■ **Passage provided**
------------------------------------

Figure 1. Distribution of electricity consumption in Mexico in 2017
The wide use of induction motors is due to their simple and robust construction, lower cost and because they provide excellent service with little maintenance. However, its main drawback is its limitation to regulate its speed. An alternative solution is to use direct current motors which will result in a more expensive solution, due to their high maintenance costs [3].
Figure 2. Distribution of electricity consumption in the industrial sector
Fortunately, the use of power inverters has made it possible to control the speed of these induction motors to adapt them to the demand of the load. Even small changes in the motor speed result in significant changes in power consumption [4, 5].
The inverters generate an alternating current from a DC power source. Ideally, an inverter should provide an output voltage with a pure sine waveform, at the desired frequency and magnitude. However, it is possible that it can contain harmonic contamination, causing the motors to operate at a reduced efficiency and performance [6].
Power semiconductor devices such as switches (e.g. BJT, MOSFET, IGBT, etc.) are used in the construction of the inverter. By applying a trigger signal to the gate, these devices operate in the cut-off and saturation regions. The inverter output voltage signal is obtained by varying the conduction time of these switching devices. Using a suitable switching sequence in the inverter contributes to reduce Total Harmonic Distortion (THD) in the output voltage delivered to the load.
In this paper, four Pulse Width Modulation (PWM) techniques applied to a dual inverter are compared by simulation in order to analyze their advantages and limitations. The rest of the paper is organized as follows: section 2 contains a brief description of the advantages and disadvantages of the different inverter topologies used to vary the speed of induction motors. Section 3 describes the operation of the open-end winding induction motor. Section 4 includes a brief analysis of the operation of the dual inverter. The PWM techniques used in this paper are explained in Section 5. The simulation results obtained, and a comparative analysis of the output voltage waveform obtained by the dual inverter are presented in Section 6. Finally, the conclusions are presented in Section 7.
Figure 3 shows a conventional three-phase inverter, composed of three branches of power semiconductor devices (PSDs). Depending on the switching sequence used in the PSDs, the inverter is capable of producing three levels in the output voltage waveform. Therefore, the thermal and electrical stresses in semiconductor devices are high [6].
The induction motors supplied by the inverter present various problems, such as noise, vibration, motor bearing failure, overvoltage, among others. As the switching frequency of semiconductor devices increases, these drawbacks increase [7].

------------------------------------

■ **Given problem**
According to the passage on inverters and induction motors, how many levels in the output voltage waveform can a conventional three-phase inverter produce? The records were taken from a different source than the text.

------------------------------------

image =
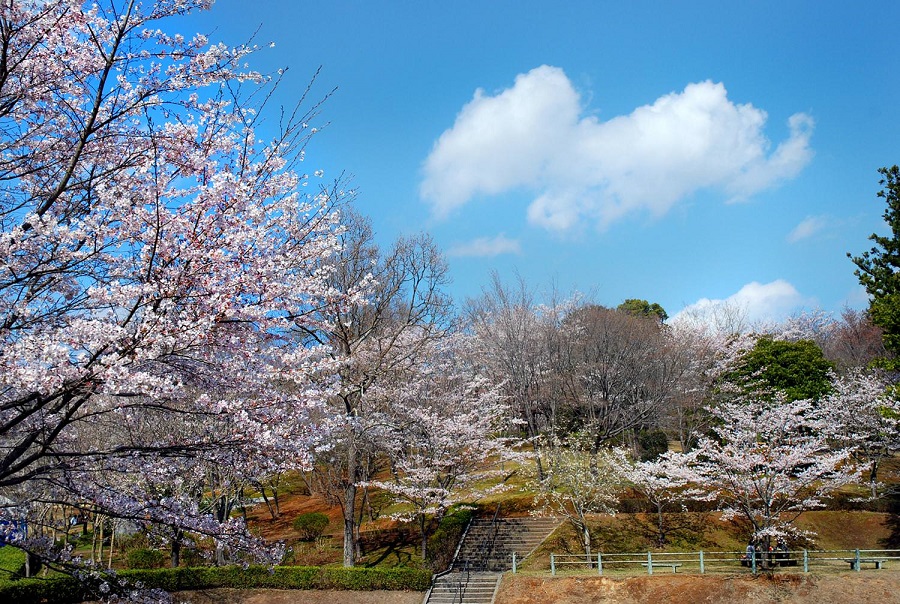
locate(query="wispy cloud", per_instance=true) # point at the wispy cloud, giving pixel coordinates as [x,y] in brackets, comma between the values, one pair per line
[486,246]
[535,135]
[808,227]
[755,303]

------------------------------------

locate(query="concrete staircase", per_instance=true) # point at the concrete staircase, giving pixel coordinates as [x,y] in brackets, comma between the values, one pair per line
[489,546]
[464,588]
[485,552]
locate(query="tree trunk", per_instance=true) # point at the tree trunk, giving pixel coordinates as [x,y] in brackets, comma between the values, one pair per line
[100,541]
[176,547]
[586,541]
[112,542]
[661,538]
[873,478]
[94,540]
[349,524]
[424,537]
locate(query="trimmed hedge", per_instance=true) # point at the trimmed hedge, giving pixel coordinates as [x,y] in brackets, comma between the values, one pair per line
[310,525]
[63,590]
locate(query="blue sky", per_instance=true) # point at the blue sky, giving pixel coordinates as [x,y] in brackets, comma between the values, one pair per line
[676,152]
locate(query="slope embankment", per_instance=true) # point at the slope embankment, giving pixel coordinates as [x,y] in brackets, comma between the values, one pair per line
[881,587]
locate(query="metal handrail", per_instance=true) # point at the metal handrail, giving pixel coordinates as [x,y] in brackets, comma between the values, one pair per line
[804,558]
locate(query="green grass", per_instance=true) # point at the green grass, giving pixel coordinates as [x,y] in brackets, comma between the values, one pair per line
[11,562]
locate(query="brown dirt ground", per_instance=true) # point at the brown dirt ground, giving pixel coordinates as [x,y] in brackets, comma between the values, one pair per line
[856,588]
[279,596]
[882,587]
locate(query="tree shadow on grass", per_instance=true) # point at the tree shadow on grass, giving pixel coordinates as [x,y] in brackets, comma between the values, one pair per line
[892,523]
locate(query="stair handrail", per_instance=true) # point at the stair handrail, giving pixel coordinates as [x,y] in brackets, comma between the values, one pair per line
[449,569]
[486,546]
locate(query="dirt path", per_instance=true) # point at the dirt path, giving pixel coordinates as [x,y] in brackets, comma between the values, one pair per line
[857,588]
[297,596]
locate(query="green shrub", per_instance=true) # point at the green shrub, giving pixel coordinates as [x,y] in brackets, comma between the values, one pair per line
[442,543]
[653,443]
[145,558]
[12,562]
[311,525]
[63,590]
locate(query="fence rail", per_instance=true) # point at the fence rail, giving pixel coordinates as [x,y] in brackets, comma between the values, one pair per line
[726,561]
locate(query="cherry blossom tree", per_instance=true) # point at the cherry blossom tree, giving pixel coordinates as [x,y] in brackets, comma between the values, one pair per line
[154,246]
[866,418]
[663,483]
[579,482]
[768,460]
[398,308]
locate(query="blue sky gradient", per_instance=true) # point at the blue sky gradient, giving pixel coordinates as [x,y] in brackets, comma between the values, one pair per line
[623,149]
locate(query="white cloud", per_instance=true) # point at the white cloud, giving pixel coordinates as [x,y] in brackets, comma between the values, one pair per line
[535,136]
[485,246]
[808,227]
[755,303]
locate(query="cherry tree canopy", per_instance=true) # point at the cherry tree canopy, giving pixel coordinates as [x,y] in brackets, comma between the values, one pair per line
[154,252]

------------------------------------

■ **Solution for this exercise**
Three levels, depending on the switching sequence used in the power semiconductor devices.